- **Problem**: Copy out the lines from the one containing "In this exercise you will locate the racket strings" through the one containing "<point>252,116</point>", inclusive, swapping "racket strings" for "racket head" and changing nothing else.

--- begin ---

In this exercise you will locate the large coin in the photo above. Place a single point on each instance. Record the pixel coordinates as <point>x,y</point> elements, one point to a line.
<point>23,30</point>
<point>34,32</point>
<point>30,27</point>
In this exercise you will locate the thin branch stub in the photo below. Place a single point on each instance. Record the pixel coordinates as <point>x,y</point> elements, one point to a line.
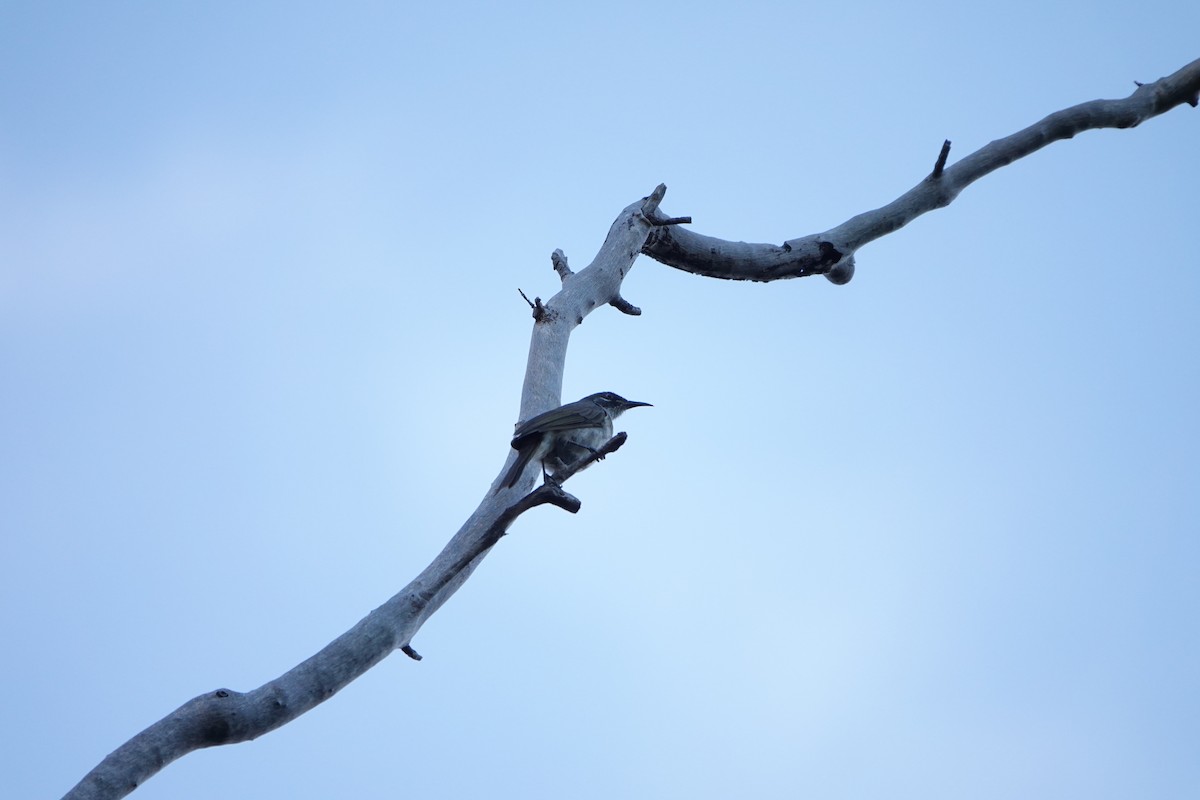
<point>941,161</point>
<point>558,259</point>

--- end ---
--- begin ---

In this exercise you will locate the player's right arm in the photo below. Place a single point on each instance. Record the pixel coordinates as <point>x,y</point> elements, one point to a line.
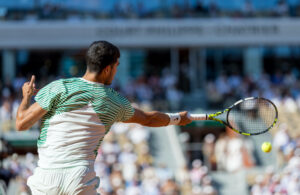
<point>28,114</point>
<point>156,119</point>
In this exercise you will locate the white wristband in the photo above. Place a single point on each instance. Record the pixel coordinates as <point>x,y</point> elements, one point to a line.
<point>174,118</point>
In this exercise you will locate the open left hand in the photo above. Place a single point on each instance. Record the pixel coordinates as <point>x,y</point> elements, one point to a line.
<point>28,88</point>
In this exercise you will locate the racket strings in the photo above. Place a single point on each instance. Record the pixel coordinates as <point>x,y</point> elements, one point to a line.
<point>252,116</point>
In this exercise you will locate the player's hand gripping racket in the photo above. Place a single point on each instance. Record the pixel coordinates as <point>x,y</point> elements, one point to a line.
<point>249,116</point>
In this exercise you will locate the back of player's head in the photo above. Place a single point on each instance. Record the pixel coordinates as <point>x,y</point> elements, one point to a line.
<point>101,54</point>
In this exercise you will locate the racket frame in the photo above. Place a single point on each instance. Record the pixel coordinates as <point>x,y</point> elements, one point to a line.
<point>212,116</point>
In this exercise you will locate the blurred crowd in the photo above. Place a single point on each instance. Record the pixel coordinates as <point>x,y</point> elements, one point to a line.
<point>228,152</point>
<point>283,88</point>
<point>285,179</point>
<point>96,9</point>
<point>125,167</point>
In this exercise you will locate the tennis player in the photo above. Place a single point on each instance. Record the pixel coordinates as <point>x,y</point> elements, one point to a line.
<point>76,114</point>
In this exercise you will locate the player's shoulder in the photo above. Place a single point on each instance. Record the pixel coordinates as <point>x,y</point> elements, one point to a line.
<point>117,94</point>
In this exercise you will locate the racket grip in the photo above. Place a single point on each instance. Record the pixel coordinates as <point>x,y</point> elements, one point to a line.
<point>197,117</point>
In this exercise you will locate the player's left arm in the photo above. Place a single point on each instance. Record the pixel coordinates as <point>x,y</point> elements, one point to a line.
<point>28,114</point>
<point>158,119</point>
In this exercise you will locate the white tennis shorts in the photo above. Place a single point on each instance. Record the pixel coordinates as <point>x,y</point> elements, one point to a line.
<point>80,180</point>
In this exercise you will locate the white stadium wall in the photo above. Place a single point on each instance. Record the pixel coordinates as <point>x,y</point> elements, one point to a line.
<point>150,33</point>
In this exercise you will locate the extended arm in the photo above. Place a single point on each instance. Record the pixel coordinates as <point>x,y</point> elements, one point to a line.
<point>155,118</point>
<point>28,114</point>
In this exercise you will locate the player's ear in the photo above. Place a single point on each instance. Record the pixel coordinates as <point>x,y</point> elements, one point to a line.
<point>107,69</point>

--- end ---

- **Final result**:
In this exercise you will locate the racket head in the photo above. Place a single point on each instance. Record the pixel coordinates as <point>x,y</point> elements, one point to a line.
<point>252,116</point>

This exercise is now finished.